------ LISTED ENTRIES ------
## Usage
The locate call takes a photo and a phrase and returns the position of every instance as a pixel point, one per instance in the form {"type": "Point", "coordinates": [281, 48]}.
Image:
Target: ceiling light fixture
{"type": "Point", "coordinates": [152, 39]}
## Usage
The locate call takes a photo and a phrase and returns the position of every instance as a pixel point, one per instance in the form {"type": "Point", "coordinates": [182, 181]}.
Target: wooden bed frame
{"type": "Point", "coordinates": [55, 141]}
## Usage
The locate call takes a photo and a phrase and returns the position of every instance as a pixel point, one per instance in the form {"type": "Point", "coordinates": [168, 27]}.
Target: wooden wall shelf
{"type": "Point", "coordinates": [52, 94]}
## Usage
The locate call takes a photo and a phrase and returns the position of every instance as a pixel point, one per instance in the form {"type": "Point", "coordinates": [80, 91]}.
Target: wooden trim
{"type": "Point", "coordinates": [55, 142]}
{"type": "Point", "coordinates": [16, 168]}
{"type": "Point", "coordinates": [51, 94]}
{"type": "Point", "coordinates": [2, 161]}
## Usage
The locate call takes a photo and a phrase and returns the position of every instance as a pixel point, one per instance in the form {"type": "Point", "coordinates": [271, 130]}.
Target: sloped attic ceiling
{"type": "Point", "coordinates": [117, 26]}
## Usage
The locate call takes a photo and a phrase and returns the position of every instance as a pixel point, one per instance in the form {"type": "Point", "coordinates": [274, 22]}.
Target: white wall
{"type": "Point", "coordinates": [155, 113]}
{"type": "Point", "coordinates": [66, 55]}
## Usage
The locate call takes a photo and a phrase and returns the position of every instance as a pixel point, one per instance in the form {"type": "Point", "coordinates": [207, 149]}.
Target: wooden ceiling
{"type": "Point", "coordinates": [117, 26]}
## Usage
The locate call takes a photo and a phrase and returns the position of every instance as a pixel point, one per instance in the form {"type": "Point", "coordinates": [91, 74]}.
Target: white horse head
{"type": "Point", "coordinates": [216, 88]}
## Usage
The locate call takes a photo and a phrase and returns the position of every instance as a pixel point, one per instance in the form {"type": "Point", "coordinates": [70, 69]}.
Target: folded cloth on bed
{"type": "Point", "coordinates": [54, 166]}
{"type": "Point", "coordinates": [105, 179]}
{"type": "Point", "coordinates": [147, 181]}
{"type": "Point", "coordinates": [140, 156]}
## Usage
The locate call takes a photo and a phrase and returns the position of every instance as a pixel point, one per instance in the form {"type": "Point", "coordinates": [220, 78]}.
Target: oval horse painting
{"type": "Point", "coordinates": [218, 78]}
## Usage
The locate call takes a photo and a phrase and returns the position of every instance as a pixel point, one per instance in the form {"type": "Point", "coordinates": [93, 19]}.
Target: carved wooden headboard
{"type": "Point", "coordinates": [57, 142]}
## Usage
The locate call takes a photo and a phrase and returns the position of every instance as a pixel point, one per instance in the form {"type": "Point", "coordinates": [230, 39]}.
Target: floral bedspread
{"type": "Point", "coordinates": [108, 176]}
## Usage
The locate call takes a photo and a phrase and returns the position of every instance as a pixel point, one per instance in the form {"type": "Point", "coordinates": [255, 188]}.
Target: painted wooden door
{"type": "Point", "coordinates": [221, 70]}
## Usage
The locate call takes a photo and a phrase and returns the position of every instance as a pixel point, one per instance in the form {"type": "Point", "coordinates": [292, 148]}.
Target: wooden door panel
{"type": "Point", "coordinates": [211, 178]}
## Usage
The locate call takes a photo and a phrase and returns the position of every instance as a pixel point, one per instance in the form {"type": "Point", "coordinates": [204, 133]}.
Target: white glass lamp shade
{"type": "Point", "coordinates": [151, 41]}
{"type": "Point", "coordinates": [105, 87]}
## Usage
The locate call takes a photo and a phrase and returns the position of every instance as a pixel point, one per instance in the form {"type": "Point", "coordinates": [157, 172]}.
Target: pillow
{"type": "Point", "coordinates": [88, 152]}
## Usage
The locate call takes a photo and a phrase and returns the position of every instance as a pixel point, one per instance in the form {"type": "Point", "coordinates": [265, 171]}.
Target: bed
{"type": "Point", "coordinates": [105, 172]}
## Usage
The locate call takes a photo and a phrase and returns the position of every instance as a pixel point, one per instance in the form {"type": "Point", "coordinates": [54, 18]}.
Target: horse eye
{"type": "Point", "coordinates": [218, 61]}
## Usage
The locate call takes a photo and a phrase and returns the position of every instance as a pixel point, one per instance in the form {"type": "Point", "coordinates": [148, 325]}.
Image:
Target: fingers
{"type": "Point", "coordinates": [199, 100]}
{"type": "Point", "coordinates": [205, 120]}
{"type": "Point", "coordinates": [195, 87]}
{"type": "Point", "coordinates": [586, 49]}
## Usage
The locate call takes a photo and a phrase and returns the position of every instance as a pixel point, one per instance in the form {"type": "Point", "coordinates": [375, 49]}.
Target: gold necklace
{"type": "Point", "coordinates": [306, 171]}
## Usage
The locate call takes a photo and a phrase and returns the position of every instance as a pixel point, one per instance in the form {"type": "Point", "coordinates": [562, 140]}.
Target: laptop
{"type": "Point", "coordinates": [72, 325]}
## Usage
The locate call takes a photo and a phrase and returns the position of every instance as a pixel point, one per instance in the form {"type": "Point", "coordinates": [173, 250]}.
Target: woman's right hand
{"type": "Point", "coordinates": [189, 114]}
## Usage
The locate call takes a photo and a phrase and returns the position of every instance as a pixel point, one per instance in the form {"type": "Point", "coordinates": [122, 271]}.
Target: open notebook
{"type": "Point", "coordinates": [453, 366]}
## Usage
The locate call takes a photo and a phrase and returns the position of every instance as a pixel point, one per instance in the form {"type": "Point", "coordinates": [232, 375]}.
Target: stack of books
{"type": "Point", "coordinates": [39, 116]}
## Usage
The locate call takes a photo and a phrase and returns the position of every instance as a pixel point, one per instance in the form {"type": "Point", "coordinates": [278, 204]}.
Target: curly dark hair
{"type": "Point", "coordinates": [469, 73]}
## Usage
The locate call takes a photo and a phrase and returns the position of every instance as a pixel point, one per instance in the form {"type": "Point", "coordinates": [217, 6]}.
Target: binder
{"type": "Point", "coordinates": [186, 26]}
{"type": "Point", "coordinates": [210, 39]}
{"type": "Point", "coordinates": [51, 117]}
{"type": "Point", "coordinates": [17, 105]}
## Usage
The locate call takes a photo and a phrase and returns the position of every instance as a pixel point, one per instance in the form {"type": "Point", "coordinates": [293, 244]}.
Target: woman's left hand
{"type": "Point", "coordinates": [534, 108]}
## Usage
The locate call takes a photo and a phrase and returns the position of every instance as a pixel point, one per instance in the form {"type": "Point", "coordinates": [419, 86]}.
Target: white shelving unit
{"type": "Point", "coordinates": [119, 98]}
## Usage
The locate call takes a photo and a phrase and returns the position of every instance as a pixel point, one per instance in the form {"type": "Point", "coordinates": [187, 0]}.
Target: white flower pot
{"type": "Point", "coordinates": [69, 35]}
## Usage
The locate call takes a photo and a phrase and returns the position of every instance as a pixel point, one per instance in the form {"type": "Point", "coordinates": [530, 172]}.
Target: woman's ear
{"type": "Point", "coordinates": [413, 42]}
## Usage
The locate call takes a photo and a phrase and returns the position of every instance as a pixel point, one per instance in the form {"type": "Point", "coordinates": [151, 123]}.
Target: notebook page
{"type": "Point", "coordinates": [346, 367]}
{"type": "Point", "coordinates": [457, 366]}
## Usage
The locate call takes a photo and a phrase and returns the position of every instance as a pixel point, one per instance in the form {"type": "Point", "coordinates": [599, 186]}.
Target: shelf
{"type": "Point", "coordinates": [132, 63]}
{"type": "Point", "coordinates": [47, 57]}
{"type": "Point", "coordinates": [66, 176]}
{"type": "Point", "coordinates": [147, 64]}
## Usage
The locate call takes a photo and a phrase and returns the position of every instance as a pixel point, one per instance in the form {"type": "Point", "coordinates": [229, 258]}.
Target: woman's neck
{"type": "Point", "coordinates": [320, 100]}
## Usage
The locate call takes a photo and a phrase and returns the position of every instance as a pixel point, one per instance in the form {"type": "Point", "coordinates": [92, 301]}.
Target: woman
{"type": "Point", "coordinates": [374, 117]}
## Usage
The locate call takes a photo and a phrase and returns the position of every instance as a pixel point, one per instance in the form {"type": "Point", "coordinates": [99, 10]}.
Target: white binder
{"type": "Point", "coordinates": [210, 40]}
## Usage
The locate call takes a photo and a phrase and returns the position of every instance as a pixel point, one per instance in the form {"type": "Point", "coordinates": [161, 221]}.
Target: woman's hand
------
- **PROBLEM STATEMENT**: List every line of the records above that contains the string "shelf", treating uppercase and lowercase as different.

- **RESULT OF THE EXERCISE**:
Target: wooden wall shelf
Target: shelf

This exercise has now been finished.